Reproduce the following records word for word, omitting the images.
== == ==
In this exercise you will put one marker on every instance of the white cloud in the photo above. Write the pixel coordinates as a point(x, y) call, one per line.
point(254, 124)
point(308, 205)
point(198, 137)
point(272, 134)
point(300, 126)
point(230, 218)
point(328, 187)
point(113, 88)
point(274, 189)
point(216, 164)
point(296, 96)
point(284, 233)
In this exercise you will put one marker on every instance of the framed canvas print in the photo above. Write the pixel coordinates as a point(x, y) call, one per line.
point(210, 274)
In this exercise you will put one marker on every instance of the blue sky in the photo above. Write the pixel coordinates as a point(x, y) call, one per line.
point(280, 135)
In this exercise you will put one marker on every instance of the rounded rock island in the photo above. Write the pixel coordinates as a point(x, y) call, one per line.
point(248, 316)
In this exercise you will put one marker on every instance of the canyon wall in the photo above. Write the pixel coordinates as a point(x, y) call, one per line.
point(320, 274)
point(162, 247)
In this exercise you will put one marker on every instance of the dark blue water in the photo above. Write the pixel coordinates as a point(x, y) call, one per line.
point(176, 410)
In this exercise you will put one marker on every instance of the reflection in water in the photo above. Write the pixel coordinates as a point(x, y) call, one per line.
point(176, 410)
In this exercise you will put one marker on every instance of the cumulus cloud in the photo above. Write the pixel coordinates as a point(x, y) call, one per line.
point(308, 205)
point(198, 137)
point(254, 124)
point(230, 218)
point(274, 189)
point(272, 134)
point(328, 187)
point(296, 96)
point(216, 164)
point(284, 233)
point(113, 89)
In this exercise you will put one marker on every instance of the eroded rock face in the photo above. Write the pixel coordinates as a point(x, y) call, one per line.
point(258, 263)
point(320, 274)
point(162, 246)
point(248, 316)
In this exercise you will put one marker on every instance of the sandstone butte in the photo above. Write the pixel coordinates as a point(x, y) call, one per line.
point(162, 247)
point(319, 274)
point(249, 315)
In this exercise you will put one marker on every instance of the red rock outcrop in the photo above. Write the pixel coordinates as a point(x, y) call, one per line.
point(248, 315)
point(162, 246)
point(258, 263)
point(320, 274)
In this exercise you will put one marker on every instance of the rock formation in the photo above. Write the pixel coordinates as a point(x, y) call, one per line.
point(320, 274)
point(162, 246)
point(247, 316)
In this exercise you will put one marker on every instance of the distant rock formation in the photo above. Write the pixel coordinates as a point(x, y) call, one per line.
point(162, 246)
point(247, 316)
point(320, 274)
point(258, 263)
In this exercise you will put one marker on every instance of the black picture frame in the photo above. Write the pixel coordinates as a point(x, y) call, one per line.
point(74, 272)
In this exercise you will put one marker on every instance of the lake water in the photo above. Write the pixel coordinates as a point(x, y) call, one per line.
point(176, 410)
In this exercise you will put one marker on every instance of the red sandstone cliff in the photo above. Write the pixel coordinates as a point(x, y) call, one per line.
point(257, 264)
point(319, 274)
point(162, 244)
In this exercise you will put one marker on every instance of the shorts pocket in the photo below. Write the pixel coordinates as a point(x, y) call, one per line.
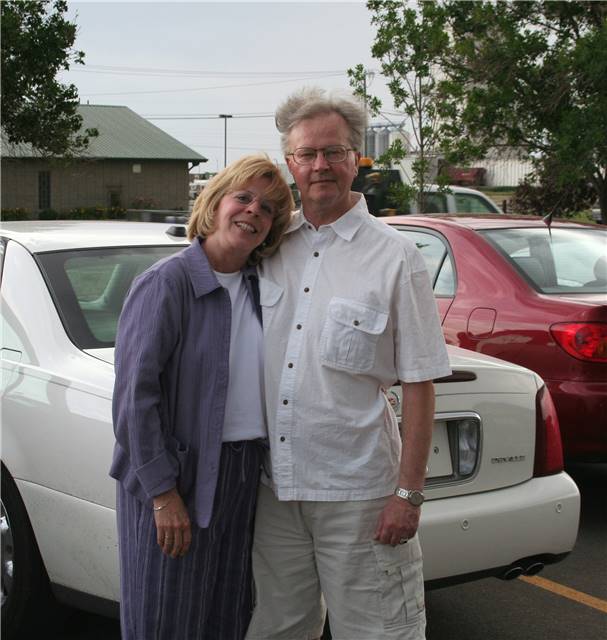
point(350, 335)
point(401, 583)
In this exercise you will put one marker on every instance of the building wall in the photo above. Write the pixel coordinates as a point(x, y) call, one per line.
point(161, 184)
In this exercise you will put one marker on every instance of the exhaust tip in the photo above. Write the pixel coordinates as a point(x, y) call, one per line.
point(534, 568)
point(512, 573)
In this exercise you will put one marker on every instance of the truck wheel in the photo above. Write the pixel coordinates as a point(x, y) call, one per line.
point(25, 586)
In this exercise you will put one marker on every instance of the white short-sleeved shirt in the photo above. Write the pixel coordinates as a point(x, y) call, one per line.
point(347, 309)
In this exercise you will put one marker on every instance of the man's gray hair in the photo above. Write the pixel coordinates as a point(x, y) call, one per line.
point(313, 101)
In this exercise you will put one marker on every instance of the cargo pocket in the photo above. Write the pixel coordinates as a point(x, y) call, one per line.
point(350, 335)
point(401, 583)
point(269, 295)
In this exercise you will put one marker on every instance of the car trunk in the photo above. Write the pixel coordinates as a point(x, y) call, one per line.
point(483, 438)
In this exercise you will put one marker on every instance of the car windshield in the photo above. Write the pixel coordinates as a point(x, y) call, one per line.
point(560, 261)
point(89, 287)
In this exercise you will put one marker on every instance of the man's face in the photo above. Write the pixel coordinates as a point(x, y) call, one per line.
point(324, 187)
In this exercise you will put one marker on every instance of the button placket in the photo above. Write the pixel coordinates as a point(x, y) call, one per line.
point(285, 412)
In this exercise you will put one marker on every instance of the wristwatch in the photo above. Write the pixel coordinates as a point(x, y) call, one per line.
point(413, 496)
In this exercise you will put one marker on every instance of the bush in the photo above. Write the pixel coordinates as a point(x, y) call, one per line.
point(548, 196)
point(79, 213)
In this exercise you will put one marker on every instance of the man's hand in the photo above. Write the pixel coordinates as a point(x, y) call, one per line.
point(173, 528)
point(397, 521)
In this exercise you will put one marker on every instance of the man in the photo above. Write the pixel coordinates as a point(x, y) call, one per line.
point(348, 309)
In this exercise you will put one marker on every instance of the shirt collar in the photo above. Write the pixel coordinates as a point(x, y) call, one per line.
point(201, 274)
point(345, 226)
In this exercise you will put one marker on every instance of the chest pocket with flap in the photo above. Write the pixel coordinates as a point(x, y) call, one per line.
point(350, 335)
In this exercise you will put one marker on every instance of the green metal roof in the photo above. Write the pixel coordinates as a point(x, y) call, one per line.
point(122, 135)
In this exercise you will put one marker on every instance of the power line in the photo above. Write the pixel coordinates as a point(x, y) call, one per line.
== == ==
THE ANSWER:
In this exercise you will put one marker on every instance of the white cloud in the photo above. Write the pixel coordinates as a point(x, y) call, one per line.
point(254, 124)
point(308, 205)
point(198, 137)
point(272, 134)
point(300, 126)
point(230, 218)
point(328, 187)
point(113, 88)
point(274, 189)
point(216, 164)
point(296, 96)
point(284, 233)
In this exercise you will put one marker on every instance of the framed canvas print in the photo above. Write the pixel coordinates as a point(x, y) call, one per line.
point(210, 274)
In this exercise you will put one marker on every instance of the blue sky in the photo above. Write the pixel coordinates as a point(x, y) call, one per line.
point(280, 135)
In this exercise you will put one marker on every instance of the rounded rock island in the photo above. Write the pixel coordinates as a point(x, y) call, one per line.
point(248, 316)
In this exercise you will put one marker on every instance of the canyon wall in the photo above. Write the pixel coordinates as a point(x, y) call, one per line.
point(320, 274)
point(162, 247)
In this exercise you will put one marker on every instance of the dark blue water in the photo above. Write the pixel coordinates as a point(x, y) call, one per line.
point(176, 410)
In this exercise you will put one marker on every instance of the reflection in water in the photo above. Write the pixel coordinates as a point(x, y) call, one per line.
point(176, 410)
In this exercise you will put one marker on every instance of the cumulus cloud in the photo above. Write the pixel coordinates as a point(x, y) call, one per line.
point(308, 205)
point(198, 137)
point(254, 124)
point(230, 218)
point(274, 189)
point(272, 134)
point(328, 187)
point(296, 96)
point(216, 164)
point(284, 233)
point(113, 89)
In this exercise you will put one marker on every instance of the eroded rock face in the photo above. Write the pixel coordinates as a point(x, y) call, one per line.
point(258, 263)
point(320, 274)
point(162, 246)
point(248, 316)
In this exercise you will put one marker on every instance of the sandstone butte in the photo above. Write the pixel coordinates as a point(x, y) call, one per line.
point(162, 247)
point(319, 274)
point(249, 315)
In this exercise you will put one marker on every instance of the red rock outcrop in the photo above. Write the pixel coordinates as a point(x, y) call, one per line.
point(248, 315)
point(162, 246)
point(258, 263)
point(320, 274)
In this exercise you will put one marker on every instance of the rock formation in the photo above. Write the pixel coordinates as a point(x, y) call, one per line.
point(320, 274)
point(162, 246)
point(247, 316)
In this exercise you will put one marker on every instance of the distant rock formation in the photo above. Write the pixel coordinates as a point(x, y) call, one per line.
point(162, 246)
point(247, 316)
point(320, 274)
point(258, 263)
In this exercise you will put one marker on every instance of the black picture frame in the photo above. Write the pixel coordinates as a point(x, y) call, one per line.
point(74, 272)
In this exercise you will put one marker on every instance of the lake water in the photo above. Write the pixel coordinates as a point(x, y) call, one per line.
point(176, 410)
In this exercise you will put one marker on every instance of the red sandstone cliff in the photo above. Write the pixel coordinates as a point(x, y) call, one per line.
point(257, 264)
point(319, 274)
point(162, 244)
In this exercise you will put one marker on every instance of the shorts pocket in the photo below. Write the pixel coordinates as a point(x, y) call, one per line.
point(350, 335)
point(401, 583)
In this exercise you will put one marker on every instance of the building wall in the photo above. Write the pixel coordinates as a point(x, y) call, one per line.
point(161, 184)
In this exercise you will put one marker on every instance of the exhaust tip in the photo above. Write the pixel coordinates as a point(x, y) call, one per line.
point(534, 568)
point(512, 573)
In this exercise you will put one marker on every instance of the truck wheel in the photo above. Write the pixel coordinates as a point(x, y) call, one per line.
point(25, 586)
In this exercise you will put one marker on every instance of the white short-sleeved shirt in the photo above. Write the pixel coordinates as a point(x, y) call, one per line.
point(347, 309)
In this exercise you will put one marker on every instance of the man's gray hair in the photo above. Write the pixel coordinates as a point(x, y) call, one per line.
point(313, 101)
In this exercise you will put one marker on every instance of the cargo pocket in the photo above. Write the pixel coordinates as a point(x, y) call, one per line.
point(350, 335)
point(401, 583)
point(269, 295)
In this exercise you will put one marker on every instance of the car trunk in the photo above. Write the pixel coordinates as a point(x, y) call, one per line.
point(483, 438)
In this exercise you will put one marker on every instance of the car windshield in the photo above. Write the pixel coordinates as a point(x, y) call, one per line.
point(560, 261)
point(89, 287)
In this exercise you will put one marker on every instance of the man's face in the photo above. Write the pixel coordinates as a point(x, y) call, one per line.
point(324, 187)
In this exercise you will put one marker on every instance of the button placket in the photo above. Write the pixel coordinates as a point(x, y) call, one per line.
point(285, 412)
In this exercise you will put one marker on every instance of the wristwatch in the photo above. Write the pixel coordinates as a point(x, y) call, one per line.
point(413, 496)
In this exercise you will put one marker on every instance of the bush in the photo above. Write the pixel coordinates as a point(x, y) call, one per line.
point(548, 196)
point(79, 213)
In this exercise you will put one marker on every instance of the man's hand in the photo above. Write the pixel coordinates as a point(x, y) call, one per line.
point(173, 528)
point(397, 521)
In this exercise you will put one marker on every instance of the man in the photo above. Write the pixel coordinates as a point(x, y) call, one per line.
point(348, 309)
In this exercise you will put one marker on every instance of the shirt collar in the photo above. Write the pixel coordinates as a point(x, y) call, one per line.
point(201, 274)
point(345, 226)
In this exercise you will put one marker on every instance of the chest pocket with flap in the photo above. Write the pixel coordinates as a point(x, y) call, one per line.
point(350, 335)
In this exercise you will put one marker on every instance of the green metal roof in the photo above. Write the pixel coordinates as a point(x, y) call, one per line.
point(122, 135)
In this exercise you will put one marker on every instance of the power line in the photo above. Write the pixel coordinates as a point(x, y) call, one per line.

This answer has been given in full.